#### Task brief
Return the records exactly as they stand, and keep the pictures out of the copy.

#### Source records
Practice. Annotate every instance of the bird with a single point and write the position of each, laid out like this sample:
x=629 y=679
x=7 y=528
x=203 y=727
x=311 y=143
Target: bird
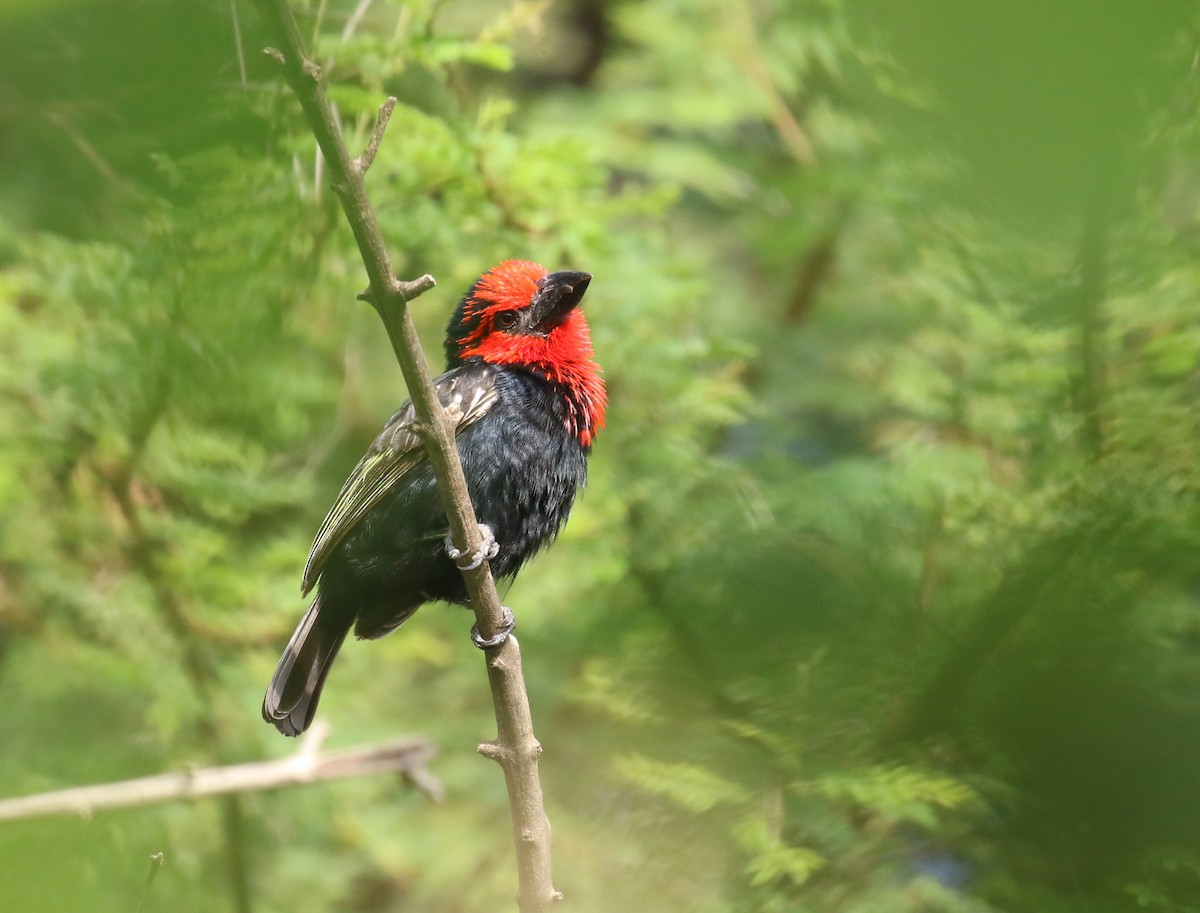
x=527 y=398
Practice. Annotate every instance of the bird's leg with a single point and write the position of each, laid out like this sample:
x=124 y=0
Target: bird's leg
x=469 y=560
x=501 y=635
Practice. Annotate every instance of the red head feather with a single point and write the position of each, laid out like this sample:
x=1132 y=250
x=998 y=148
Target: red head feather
x=562 y=353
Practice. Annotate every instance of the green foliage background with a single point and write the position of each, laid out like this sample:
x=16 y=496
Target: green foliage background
x=886 y=590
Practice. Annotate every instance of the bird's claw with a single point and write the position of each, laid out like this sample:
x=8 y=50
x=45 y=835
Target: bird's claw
x=501 y=636
x=469 y=560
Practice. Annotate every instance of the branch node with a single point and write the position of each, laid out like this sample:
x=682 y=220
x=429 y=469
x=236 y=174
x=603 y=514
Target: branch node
x=365 y=161
x=492 y=750
x=417 y=287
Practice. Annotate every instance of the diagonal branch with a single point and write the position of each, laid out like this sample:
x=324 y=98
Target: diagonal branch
x=515 y=749
x=306 y=766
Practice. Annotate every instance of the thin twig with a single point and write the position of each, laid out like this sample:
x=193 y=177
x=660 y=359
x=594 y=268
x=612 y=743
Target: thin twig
x=364 y=161
x=515 y=749
x=237 y=42
x=305 y=766
x=156 y=860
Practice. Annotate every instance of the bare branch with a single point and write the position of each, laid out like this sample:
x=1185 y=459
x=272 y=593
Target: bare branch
x=306 y=766
x=517 y=749
x=364 y=161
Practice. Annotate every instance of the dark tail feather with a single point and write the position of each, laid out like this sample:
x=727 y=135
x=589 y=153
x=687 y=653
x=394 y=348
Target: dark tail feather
x=292 y=697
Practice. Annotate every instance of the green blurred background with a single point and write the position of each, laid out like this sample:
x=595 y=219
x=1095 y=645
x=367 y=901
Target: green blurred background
x=885 y=594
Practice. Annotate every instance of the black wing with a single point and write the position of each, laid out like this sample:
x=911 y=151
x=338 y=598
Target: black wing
x=467 y=392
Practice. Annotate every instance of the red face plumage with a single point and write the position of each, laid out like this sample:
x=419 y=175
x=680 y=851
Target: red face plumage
x=562 y=353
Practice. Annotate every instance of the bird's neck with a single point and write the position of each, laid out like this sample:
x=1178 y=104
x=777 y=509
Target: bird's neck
x=564 y=358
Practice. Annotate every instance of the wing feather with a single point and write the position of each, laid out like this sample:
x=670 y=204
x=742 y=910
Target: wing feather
x=467 y=394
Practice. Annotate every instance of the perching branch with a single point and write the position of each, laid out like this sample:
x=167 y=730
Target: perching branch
x=515 y=748
x=306 y=766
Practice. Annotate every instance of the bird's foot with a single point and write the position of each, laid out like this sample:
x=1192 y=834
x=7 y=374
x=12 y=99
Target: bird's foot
x=469 y=560
x=501 y=636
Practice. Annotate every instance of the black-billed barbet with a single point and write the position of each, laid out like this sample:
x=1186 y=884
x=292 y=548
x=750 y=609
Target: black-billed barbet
x=527 y=397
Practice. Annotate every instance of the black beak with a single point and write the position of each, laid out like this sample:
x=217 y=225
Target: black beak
x=558 y=294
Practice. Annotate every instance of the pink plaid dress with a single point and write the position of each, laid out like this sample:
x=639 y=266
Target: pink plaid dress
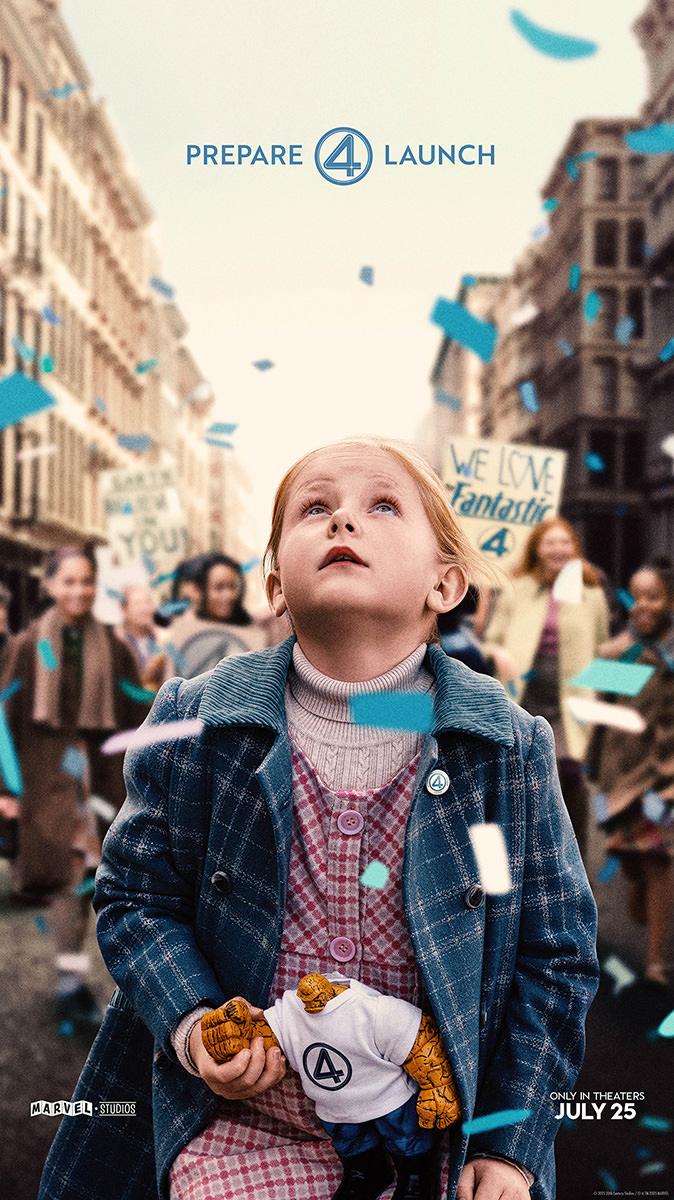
x=274 y=1147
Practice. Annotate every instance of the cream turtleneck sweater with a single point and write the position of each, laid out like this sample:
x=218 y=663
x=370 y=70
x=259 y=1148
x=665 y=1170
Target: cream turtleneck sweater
x=347 y=755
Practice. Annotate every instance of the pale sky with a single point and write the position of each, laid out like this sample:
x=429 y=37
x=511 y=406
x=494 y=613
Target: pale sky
x=265 y=261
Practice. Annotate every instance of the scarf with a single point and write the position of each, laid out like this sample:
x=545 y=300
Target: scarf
x=96 y=706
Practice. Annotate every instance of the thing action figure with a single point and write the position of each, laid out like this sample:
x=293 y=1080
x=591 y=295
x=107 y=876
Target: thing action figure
x=360 y=1056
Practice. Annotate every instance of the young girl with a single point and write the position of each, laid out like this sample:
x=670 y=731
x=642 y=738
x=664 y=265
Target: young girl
x=234 y=869
x=70 y=667
x=635 y=772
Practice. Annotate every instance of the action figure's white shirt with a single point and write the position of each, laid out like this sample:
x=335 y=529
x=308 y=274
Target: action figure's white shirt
x=349 y=1055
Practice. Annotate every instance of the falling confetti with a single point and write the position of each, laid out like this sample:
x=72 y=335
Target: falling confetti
x=491 y=855
x=619 y=972
x=375 y=875
x=461 y=325
x=567 y=588
x=149 y=735
x=528 y=396
x=393 y=711
x=593 y=306
x=494 y=1121
x=596 y=712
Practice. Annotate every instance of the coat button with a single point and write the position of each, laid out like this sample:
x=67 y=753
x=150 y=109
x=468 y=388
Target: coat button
x=473 y=897
x=350 y=822
x=342 y=949
x=438 y=783
x=222 y=882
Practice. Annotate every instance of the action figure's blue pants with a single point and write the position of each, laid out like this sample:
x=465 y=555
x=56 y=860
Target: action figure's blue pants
x=399 y=1131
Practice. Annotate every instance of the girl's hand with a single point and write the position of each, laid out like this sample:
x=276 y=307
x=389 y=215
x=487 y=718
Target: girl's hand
x=10 y=808
x=488 y=1179
x=250 y=1073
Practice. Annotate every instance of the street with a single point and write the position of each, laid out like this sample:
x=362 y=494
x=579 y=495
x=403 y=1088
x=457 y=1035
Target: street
x=609 y=1155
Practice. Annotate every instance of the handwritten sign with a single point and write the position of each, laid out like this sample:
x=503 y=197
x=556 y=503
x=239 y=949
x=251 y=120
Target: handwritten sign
x=500 y=491
x=144 y=516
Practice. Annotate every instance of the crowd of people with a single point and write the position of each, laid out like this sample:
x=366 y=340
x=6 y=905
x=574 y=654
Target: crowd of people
x=68 y=682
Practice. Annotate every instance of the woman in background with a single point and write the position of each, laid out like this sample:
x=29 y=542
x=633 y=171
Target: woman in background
x=539 y=643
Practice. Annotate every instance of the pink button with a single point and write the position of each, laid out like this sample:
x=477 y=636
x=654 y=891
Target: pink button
x=350 y=822
x=342 y=948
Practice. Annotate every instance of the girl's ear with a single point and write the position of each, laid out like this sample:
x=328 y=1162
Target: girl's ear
x=275 y=597
x=449 y=591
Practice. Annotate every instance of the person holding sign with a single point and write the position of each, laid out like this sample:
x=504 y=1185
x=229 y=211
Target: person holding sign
x=539 y=642
x=239 y=864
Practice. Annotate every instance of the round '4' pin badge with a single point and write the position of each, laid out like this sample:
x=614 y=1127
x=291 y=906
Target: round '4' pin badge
x=343 y=156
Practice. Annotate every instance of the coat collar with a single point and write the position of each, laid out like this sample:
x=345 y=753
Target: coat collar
x=250 y=689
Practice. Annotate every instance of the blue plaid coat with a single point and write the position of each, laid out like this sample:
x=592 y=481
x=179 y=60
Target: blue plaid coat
x=510 y=982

#### Finished exercise
Practice. Annotate every instance of the bird with a single point and write the position of each, laid out like this sample:
x=629 y=679
x=7 y=528
x=203 y=727
x=311 y=143
Target: bird
x=527 y=398
Practice. Annotate every instance of the bird's leg with a single point and write the position of each, laid out like this sample:
x=124 y=0
Target: bird's leg
x=469 y=560
x=501 y=635
Practice. Annotate every instance of the red head feather with a single point and write the position of each, laid out like this sample:
x=1132 y=250
x=998 y=148
Target: red head feather
x=562 y=353
Practice. Annotate every instance of the green foliage background with a single point and write the position of each, laid out like this sample:
x=16 y=496
Target: green foliage background
x=886 y=590
Practice. Annotate every instance of the bird's claw with a single point and write the position of each, laid out like this sample:
x=8 y=50
x=45 y=835
Target: bird's claw
x=501 y=636
x=469 y=560
Practice. Annotate every instance of the branch node with a single point and write the position of each, laid out like this sample:
x=682 y=220
x=429 y=469
x=236 y=174
x=603 y=514
Target: branch node
x=365 y=161
x=492 y=750
x=417 y=287
Practice. Annotate every instance of the diagonal branch with a single point and write the position of each, laid out like this sample:
x=324 y=98
Target: diagonal branch
x=515 y=749
x=306 y=766
Practice. Annotate every instance of the thin twig with a single point and write the position of each, laid out like this sample:
x=193 y=177
x=660 y=359
x=594 y=268
x=612 y=743
Target: thin twig
x=364 y=161
x=515 y=749
x=237 y=42
x=305 y=766
x=156 y=860
Practice. Annotate every instance of the bare branch with a single point and write the position of each, laid out like this sample:
x=1185 y=459
x=272 y=593
Target: bare branch
x=306 y=766
x=517 y=749
x=364 y=161
Practice. Annotate every instance of the dark tail feather with a single point and write the position of each, laid out like this sample:
x=727 y=135
x=589 y=153
x=687 y=653
x=394 y=348
Target: dark tail feather
x=292 y=697
Practice. Annotate every instance of the green blurred background with a single point and write the position of each, laid out like this sample:
x=595 y=219
x=1095 y=645
x=367 y=901
Target: green blurred background
x=885 y=594
Practice. Annotate every instance of the black wing with a single point and write the position of each, laid out like this sample:
x=911 y=151
x=338 y=598
Target: black wing
x=467 y=392
Practice. Annotate every instance of the red face plumage with a single point and write the position of each, laid out like this sample:
x=419 y=175
x=680 y=851
Target: red face plumage
x=562 y=353
Practice. Annotate every instance of the bird's neck with a single point and write the position of each, laid out like this sample:
x=1178 y=104
x=777 y=509
Target: bird's neck
x=564 y=358
Practice. Annotate every instance of the wing feather with a single point and write the position of each, laid out like this sample:
x=670 y=204
x=742 y=910
Target: wing feather
x=467 y=394
Practice. Annotate every instance of the perching branch with a single point and write the position of each, laid out like this sample:
x=167 y=730
Target: perching branch
x=515 y=748
x=306 y=766
Practice. Annotate every instance of the bird's foot with a single point and write the position of each, laid out like this sample:
x=1192 y=834
x=7 y=374
x=12 y=99
Target: bird's foot
x=469 y=560
x=501 y=636
Practice. Annotate every instance of the black-billed barbet with a single point and write the position of each, laid out like this sample:
x=1186 y=884
x=292 y=548
x=750 y=609
Target: black-billed barbet
x=527 y=397
Practice. Annotate every instance of the black beak with a single point and write the position of each, laid out like this sample:
x=217 y=225
Target: black beak
x=558 y=294
Practice. Annotate every instance of the pink plaid dress with a single point and write the position of each, laid out like this sample:
x=639 y=266
Target: pink plaid dress
x=274 y=1147
Practice. Annotate every instance of the cream turtleneck sweater with a single point and write the position of each, laid out like this sample:
x=218 y=663
x=370 y=70
x=259 y=1148
x=665 y=1170
Target: cream turtleneck sweater
x=347 y=755
Practice. Annotate every instance of the pale sky with a single point and write the position of each, laid out like this sample:
x=429 y=37
x=511 y=406
x=494 y=613
Target: pale sky
x=265 y=261
Practice. Annotate every instance of the scarf with a single point and write the position of each, laid out like this sample:
x=545 y=300
Target: scarf
x=96 y=706
Practice. Annotate every instance of the thing action figure with a single point and write the position of each, laid out like this sample:
x=293 y=1080
x=591 y=295
x=107 y=876
Target: thing action figure
x=360 y=1056
Practice. Annotate every instance of the young girl with a single point and write the position of each, laid out like this sample:
x=670 y=731
x=642 y=738
x=664 y=265
Target: young girl
x=234 y=869
x=70 y=667
x=635 y=772
Practice. Annotate every instance of the action figure's white shirt with a single point and write the position of each, laid out like this sample:
x=335 y=529
x=308 y=274
Target: action figure's white shirt
x=349 y=1055
Practice. Annotate every instance of the falling confetti with a single point and write the position of each, laid out like this sample:
x=72 y=335
Target: falling confetti
x=491 y=855
x=619 y=972
x=375 y=875
x=461 y=325
x=567 y=588
x=149 y=735
x=528 y=396
x=393 y=711
x=593 y=306
x=494 y=1121
x=596 y=712
Practice. Annotate every instance of the coat button with a single point and write the position of each, laid out like this sample:
x=67 y=753
x=150 y=109
x=468 y=388
Target: coat button
x=473 y=897
x=350 y=822
x=342 y=949
x=438 y=783
x=222 y=882
Practice. Annotate every instance of the action figure's blue pants with a single point and write the position of each, laid out like this sample:
x=465 y=555
x=56 y=860
Target: action figure's blue pants
x=399 y=1131
Practice. Annotate every instance of the girl's hand with a single point and write the position of each, laid out like this sample:
x=276 y=307
x=389 y=215
x=487 y=718
Target: girl's hand
x=10 y=808
x=488 y=1179
x=250 y=1073
Practice. Annotate every instance of the street with a single point and write the position of each, laid out like this sample:
x=362 y=494
x=579 y=495
x=403 y=1088
x=457 y=1035
Target: street
x=609 y=1155
Practice. Annotate every instance of the handwritten sign with a single point and write the position of each, laid out like this sample:
x=503 y=197
x=556 y=503
x=239 y=949
x=251 y=120
Target: handwritten sign
x=500 y=491
x=144 y=516
Practice. Annotate every instance of the crowd of people with a single point and write the position of each, laid out like this sample:
x=366 y=340
x=6 y=905
x=574 y=654
Target: crowd of people
x=68 y=682
Practice. Annotate every instance of the woman in background with a single point and write the position of each, laid out like this sample:
x=29 y=542
x=633 y=171
Target: woman in background
x=539 y=643
Practice. Annotate every instance of the pink button with a single point and write the position of each, laid out like this sample:
x=477 y=636
x=654 y=891
Target: pink button
x=350 y=822
x=342 y=948
Practice. Annotate every instance of the girl's ear with a single point and write the position of each, laid out like this sample:
x=328 y=1162
Target: girl's ear
x=275 y=597
x=449 y=591
Practice. Annotate every instance of the person holding sign with a single point and write the position of each, laid out like this sample:
x=504 y=1185
x=229 y=211
Target: person holding sign
x=539 y=642
x=239 y=864
Practice. Annotate every instance of the round '4' pin badge with a single point and write the position of each, laid out like this sample:
x=614 y=1127
x=291 y=906
Target: round '4' pin badge
x=343 y=156
Practice. Annotate every instance of the coat collar with a single point and write the position of each, laid out like this sample:
x=345 y=753
Target: coat collar
x=250 y=689
Practice. Annotate every instance of the blue plaid coat with a single point and write the position of each, laid out like this sample:
x=592 y=481
x=179 y=60
Target: blue plaid coat
x=510 y=982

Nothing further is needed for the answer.